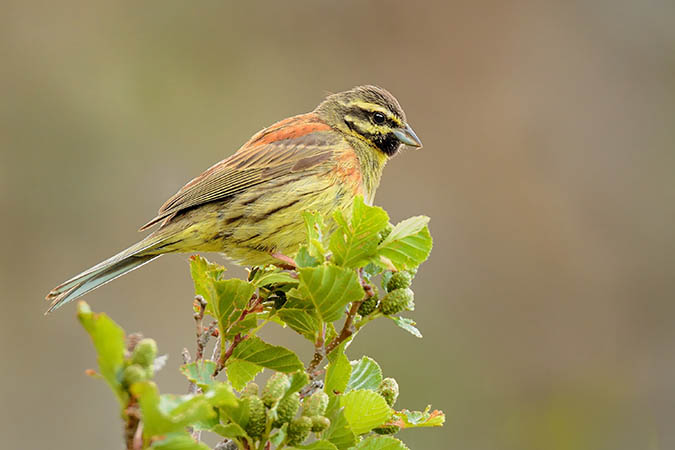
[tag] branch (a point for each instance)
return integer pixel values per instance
(347, 331)
(254, 303)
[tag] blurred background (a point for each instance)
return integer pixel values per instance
(547, 306)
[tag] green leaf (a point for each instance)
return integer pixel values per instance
(108, 339)
(302, 321)
(330, 289)
(304, 259)
(227, 299)
(253, 354)
(203, 273)
(355, 243)
(172, 413)
(299, 380)
(230, 431)
(179, 441)
(337, 373)
(381, 443)
(407, 324)
(365, 410)
(240, 373)
(315, 228)
(409, 243)
(199, 372)
(365, 374)
(169, 417)
(418, 419)
(271, 277)
(339, 432)
(317, 445)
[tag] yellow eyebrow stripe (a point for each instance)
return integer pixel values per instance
(374, 107)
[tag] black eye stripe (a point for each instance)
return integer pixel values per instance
(379, 118)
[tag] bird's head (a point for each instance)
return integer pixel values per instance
(372, 114)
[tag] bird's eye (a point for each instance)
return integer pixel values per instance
(379, 118)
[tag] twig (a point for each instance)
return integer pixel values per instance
(319, 352)
(132, 424)
(347, 331)
(138, 437)
(286, 261)
(253, 305)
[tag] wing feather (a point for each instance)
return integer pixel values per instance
(292, 145)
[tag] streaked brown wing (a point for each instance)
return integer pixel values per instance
(292, 145)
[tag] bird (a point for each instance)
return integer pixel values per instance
(249, 206)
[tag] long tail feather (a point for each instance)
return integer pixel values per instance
(100, 274)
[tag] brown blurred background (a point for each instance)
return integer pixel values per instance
(547, 305)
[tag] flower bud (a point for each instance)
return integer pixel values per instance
(275, 388)
(257, 417)
(298, 430)
(287, 409)
(133, 374)
(385, 232)
(389, 390)
(320, 423)
(144, 353)
(368, 306)
(397, 300)
(315, 404)
(399, 280)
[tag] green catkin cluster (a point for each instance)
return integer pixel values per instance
(397, 300)
(141, 363)
(250, 389)
(144, 353)
(298, 430)
(257, 416)
(319, 423)
(133, 374)
(387, 429)
(275, 388)
(384, 233)
(399, 280)
(287, 409)
(368, 306)
(315, 404)
(389, 391)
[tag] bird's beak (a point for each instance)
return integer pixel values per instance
(407, 136)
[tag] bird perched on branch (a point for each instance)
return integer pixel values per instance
(249, 206)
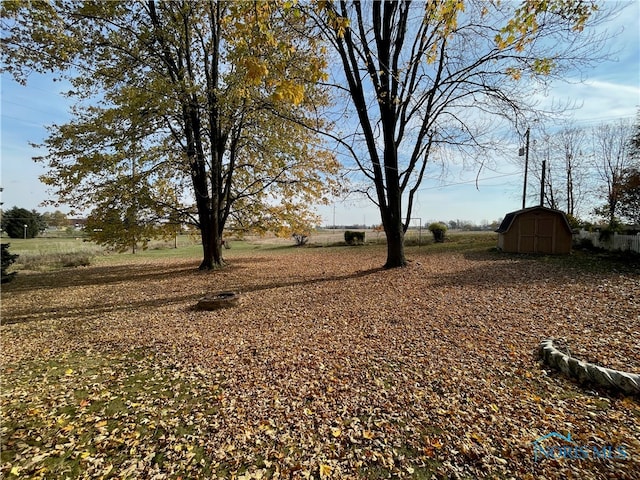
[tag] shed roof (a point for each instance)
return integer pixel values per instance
(511, 216)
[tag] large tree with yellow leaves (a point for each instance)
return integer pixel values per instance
(175, 97)
(420, 75)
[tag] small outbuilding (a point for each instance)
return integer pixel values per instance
(535, 230)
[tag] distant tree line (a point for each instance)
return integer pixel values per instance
(590, 171)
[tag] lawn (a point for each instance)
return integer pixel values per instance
(329, 367)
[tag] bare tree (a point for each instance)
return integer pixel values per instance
(612, 159)
(427, 76)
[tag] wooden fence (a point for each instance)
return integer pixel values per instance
(615, 242)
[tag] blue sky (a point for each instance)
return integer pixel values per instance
(610, 91)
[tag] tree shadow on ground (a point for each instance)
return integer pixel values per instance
(181, 274)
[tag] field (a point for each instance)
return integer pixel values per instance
(329, 367)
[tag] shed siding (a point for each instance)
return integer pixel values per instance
(536, 231)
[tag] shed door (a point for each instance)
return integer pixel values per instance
(536, 234)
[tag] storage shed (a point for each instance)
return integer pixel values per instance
(535, 230)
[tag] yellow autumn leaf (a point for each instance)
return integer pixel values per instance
(368, 434)
(325, 470)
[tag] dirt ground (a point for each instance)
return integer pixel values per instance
(331, 367)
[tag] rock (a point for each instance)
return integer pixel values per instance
(215, 301)
(587, 372)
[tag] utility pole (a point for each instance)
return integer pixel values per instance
(544, 172)
(526, 168)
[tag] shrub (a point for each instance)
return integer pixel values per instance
(354, 238)
(300, 238)
(7, 260)
(438, 230)
(46, 261)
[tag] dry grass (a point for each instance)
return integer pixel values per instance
(330, 367)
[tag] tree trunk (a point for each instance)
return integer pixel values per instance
(211, 249)
(395, 246)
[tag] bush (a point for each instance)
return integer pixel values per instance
(354, 238)
(46, 261)
(7, 260)
(300, 238)
(438, 230)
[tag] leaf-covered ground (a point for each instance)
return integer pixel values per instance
(330, 367)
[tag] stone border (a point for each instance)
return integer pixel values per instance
(215, 301)
(587, 372)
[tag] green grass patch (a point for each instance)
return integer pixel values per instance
(106, 416)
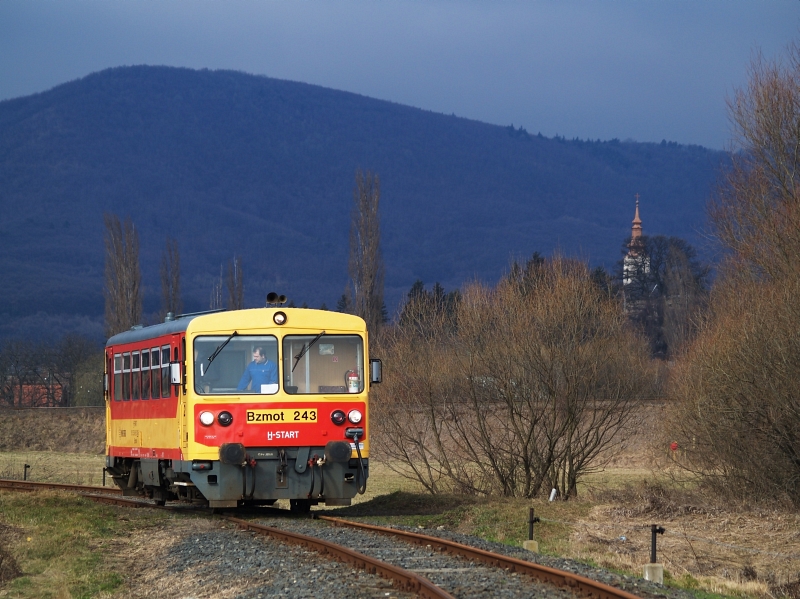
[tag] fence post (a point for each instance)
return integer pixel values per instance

- - -

--- Instructions for the task ---
The records above need to be restated word for word, with the pictures left out.

--- Written response ---
[tag] branch (a point for each instance)
return integer pixel values per instance
(347, 331)
(254, 303)
[tag] blurred background (a point for each instance)
return integer pixel values per instance
(547, 306)
[tag] green leaf (a point for each instance)
return integer pixel values per instance
(108, 339)
(302, 321)
(330, 289)
(304, 259)
(227, 299)
(253, 354)
(203, 273)
(355, 243)
(172, 413)
(299, 380)
(230, 431)
(179, 441)
(337, 373)
(381, 443)
(407, 324)
(365, 410)
(240, 373)
(315, 228)
(409, 243)
(199, 372)
(365, 374)
(169, 417)
(418, 419)
(271, 277)
(339, 432)
(317, 445)
[tag] yellow eyebrow stripe (a point for each instance)
return integer pixel values per instance
(374, 107)
[tag] black eye stripe (a point for each instance)
return integer pixel values per instance
(379, 118)
[tag] bird's head (a point for each instance)
return integer pixel values per instance
(372, 114)
[tag] bird's eye (a point for each instance)
return integer pixel values per instance
(379, 118)
[tag] twig (a point for each instance)
return integer pixel values per instance
(319, 352)
(132, 424)
(347, 331)
(138, 437)
(286, 261)
(253, 305)
[tag] wing feather (a point for each instance)
return integer pixel values per instance
(292, 145)
[tag] streaked brown wing (a point for each instance)
return integer pixel values per instance
(292, 145)
[tag] bird (a point for each instance)
return integer pixel values per instance
(249, 206)
[tag] long tail feather (a point for each instance)
return integer pixel values per instance
(100, 274)
[tag] brown blurred background (a point for each instance)
return integer pixel values per instance
(547, 305)
[tag] flower bud (a point for each instance)
return integer pixel values per instance
(275, 388)
(257, 417)
(298, 430)
(287, 409)
(133, 374)
(385, 232)
(389, 390)
(320, 423)
(144, 353)
(368, 306)
(397, 300)
(315, 404)
(399, 280)
[tag] green catkin cluster (a point for each instance)
return integer pixel values per instance
(397, 300)
(141, 363)
(250, 389)
(144, 353)
(298, 430)
(257, 416)
(319, 423)
(133, 374)
(387, 429)
(275, 388)
(384, 233)
(399, 280)
(287, 409)
(368, 306)
(315, 404)
(389, 391)
[tag] bird's beak (a point for each instance)
return integer pixel values per instance
(407, 136)
[tag] bird perched on branch (a point for each instance)
return integer pixel values per instance
(249, 206)
[tag] shed roof (a point for each instance)
return integer pixel values per instance
(511, 216)
[tag] large tree with yellow leaves (a point for each instance)
return integer pixel values per instance
(175, 97)
(420, 75)
[tag] small outbuilding (a point for each instance)
return integer pixel values per instance
(535, 230)
[tag] distant tree line (a point for each instance)
return integer pixel values per instance
(590, 171)
[tag] lawn (a point for each instance)
return integer pixel values per instance
(329, 367)
[tag] bare tree (a point for each instance)
return integer pixel values per instance
(612, 159)
(427, 76)
[tag] wooden fence (a point for each instance)
return integer pixel values per instance
(615, 242)
[tag] blue sky (a point for each instance)
return integer pixel values per instance
(610, 91)
[tag] tree shadow on ground (a point for each instance)
return integer pixel values per instance
(181, 274)
[tag] field (a point for each instance)
return integer pixel values per instance
(329, 367)
[tag] shed siding (a point for each instance)
return integer pixel values per instance
(536, 231)
[tag] shed door (a point for each instance)
return integer pixel values per instance
(536, 234)
[tag] storage shed (a point for each instance)
return integer pixel values per instance
(535, 230)
[tag] yellow autumn leaf (a point for each instance)
return integer pixel values per instance
(368, 434)
(325, 470)
[tag] dirt ground (a point for each instance)
return integer pixel values per instance
(331, 367)
[tag] rock (a point for each instance)
return integer pixel values per instance
(215, 301)
(587, 372)
[tag] utility pole (a point for each instance)
return integer pixel values per instance
(544, 172)
(526, 168)
[tag] shrub (a point for each instance)
return integer pixel values per instance
(354, 238)
(300, 238)
(7, 260)
(438, 230)
(46, 261)
[tag] dry grass (a point for each instance)
return integer pixel values per instance
(330, 367)
[tag] tree trunk (a point for each instance)
return integer pixel values per instance
(211, 249)
(395, 246)
[tag] bush (a point for each instance)
return integer pixel values per instance
(354, 238)
(46, 261)
(7, 260)
(300, 238)
(438, 230)
[tag] leaf-covered ground (a point for each instance)
return integer pixel values per instance
(330, 367)
[tag] stone border (a point for each instance)
return integer pixel values per instance
(215, 301)
(587, 372)
[tag] green grass patch (a point for each instance)
return integer pixel values per instance
(106, 416)
[tag] fence post (a point for each instance)
return integer pixel values per instance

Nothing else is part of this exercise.